### Requirements
(a) Could you write out the passage of the MLFlow fine-tuning tutorial that begins at "The tutorial overview" and stops after "access to GKE.", renaming "workstation" to "local machine" wherever it occurs?
(b) Can you carry the MLFlow fine-tuning tutorial onward, starting right after its final sentence?

### Text provided
Fine-tune gemma-2-9b and track as an experiment in MLFlow
Data scientists often run a lot of experiments and it’s essential to be sure that the best run won’t be lost in numerous experiments. MLFlow helps to track experiments, datasets, metrics, and other data. GKE clusters can provide a lot of resources on demand.
The tutorial overview
In this tutorial we will fine-tune gemma-2-9b using LoRA as an experiment in MLFlow. We will deploy MLFlow on a GKE cluster and set up MLFlow to store artifacts inside a GCS bucket. In the end, we will deploy a fine-tuned model using KServe.
Before you begin
Ensure you have a GCP project with a billing account. Enable the following APIs for your project:
Ensure you have the following tools installed on your workstation:
gcloud CLI
kubectl
terraform
helm
git
If you previously installed the gcloud CLI, get the latest version by running gcloud components update
Set up
If you don’t have a GCP project, you have to create one. Ensure that your project has access to GKE.

Items from a data source:

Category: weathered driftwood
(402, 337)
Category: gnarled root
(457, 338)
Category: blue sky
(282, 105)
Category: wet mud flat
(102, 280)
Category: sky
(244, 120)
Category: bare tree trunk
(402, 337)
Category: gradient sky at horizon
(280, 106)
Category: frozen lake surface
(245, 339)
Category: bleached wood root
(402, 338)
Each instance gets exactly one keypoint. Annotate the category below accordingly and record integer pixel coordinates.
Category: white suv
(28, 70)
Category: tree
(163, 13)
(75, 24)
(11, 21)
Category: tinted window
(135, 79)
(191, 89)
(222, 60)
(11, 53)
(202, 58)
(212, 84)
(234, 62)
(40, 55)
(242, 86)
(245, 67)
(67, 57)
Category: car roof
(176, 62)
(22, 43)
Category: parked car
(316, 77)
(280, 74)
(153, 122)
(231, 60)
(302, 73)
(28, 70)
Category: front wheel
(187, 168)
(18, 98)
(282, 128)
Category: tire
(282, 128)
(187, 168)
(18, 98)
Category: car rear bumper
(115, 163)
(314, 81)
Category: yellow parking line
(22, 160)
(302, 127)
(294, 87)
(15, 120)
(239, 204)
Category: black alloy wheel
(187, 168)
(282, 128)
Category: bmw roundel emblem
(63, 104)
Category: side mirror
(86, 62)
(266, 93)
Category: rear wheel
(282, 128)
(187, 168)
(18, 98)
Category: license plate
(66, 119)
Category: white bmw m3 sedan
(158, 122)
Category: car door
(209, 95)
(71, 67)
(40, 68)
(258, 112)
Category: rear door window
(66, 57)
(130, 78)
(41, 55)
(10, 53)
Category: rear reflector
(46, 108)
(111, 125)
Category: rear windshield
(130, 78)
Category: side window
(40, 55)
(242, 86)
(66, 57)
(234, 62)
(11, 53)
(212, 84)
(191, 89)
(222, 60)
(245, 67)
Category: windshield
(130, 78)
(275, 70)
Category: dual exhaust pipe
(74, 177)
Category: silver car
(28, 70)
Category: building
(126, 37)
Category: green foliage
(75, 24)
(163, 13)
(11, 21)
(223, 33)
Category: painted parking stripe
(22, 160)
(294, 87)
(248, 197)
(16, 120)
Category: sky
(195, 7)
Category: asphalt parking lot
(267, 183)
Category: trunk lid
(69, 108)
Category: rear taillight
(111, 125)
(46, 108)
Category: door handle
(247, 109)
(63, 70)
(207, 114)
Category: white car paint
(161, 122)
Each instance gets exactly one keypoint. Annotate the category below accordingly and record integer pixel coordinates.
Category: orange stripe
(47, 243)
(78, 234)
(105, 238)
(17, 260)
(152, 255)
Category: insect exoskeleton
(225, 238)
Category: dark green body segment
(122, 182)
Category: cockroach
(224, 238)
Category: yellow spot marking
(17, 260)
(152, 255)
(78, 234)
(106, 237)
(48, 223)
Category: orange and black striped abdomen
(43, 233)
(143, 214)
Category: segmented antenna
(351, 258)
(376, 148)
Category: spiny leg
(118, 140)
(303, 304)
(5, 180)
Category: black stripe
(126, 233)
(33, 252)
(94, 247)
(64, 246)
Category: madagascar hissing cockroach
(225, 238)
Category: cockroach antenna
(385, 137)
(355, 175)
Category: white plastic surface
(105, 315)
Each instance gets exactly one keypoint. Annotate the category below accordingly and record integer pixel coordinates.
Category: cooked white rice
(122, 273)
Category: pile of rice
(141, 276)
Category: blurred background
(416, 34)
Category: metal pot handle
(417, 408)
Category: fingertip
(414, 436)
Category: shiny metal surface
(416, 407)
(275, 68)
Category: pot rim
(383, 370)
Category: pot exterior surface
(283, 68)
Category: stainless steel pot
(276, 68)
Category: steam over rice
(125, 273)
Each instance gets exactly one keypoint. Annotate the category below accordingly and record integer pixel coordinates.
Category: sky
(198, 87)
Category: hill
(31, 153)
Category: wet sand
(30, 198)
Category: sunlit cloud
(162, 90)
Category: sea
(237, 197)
...
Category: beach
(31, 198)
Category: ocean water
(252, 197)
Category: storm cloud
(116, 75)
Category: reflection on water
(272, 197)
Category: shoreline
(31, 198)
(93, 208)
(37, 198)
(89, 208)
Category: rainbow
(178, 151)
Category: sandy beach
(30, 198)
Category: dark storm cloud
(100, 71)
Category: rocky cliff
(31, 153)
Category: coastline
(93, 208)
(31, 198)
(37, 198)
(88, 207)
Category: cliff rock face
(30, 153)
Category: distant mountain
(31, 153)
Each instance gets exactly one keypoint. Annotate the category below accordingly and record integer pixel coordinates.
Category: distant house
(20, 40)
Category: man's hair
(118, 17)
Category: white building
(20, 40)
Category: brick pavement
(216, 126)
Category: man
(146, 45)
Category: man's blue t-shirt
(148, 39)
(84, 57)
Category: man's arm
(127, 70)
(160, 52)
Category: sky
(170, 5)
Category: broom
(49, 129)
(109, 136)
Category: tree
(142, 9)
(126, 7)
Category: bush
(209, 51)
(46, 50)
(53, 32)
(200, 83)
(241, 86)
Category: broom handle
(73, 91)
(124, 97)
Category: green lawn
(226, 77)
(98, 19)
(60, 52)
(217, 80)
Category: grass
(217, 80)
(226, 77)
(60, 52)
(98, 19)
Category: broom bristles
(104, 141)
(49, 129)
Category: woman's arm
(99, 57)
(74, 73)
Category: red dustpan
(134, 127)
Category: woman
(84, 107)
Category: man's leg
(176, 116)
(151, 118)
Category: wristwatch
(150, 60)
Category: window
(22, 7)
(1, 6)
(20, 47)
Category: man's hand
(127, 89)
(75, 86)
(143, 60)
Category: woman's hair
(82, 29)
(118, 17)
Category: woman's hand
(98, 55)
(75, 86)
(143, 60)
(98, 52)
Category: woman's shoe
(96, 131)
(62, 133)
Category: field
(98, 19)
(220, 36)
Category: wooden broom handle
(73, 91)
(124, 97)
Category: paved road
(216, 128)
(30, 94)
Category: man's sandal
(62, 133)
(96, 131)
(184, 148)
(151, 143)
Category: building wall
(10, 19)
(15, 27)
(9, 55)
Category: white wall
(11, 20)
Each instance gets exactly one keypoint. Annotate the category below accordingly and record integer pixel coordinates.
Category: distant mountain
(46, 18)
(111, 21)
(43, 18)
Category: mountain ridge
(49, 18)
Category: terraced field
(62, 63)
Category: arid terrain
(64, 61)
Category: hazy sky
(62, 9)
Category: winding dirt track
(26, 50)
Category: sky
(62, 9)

### Expected outputs
(a)
The tutorial overview
In this tutorial we will fine-tune gemma-2-9b using LoRA as an experiment in MLFlow. We will deploy MLFlow on a GKE cluster and set up MLFlow to store artifacts inside a GCS bucket. In the end, we will deploy a fine-tuned model using KServe.
Before you begin
Ensure you have a GCP project with a billing account. Enable the following APIs for your project:
Ensure you have the following tools installed on your local machine:
gcloud CLI
kubectl
terraform
helm
git
If you previously installed the gcloud CLI, get the latest version by running gcloud components update
Set up
If you don’t have a GCP project, you have to create one. Ensure that your project has access to GKE.

(b)
Clone the repository with our guides and cd to the llamaindex/rag directory by running these commands:
git clone https://github.com/ai-on-gke/tutorials-and-examples.git
cd tutorials-and-examples/mlflow/finetune-gemma
Run these commands to authenticate:
gcloud auth login
gcloud auth application-default login
Enter the terraform-gke-cluster
folder
cd terraform-gke-cluster
and adjust in the example_environments.tfvars
file the following variables:
project_id
– your GCP project id.cluster_name
– any name for your cluster.kubernetes_namespace
– any GKE environment variable namespace.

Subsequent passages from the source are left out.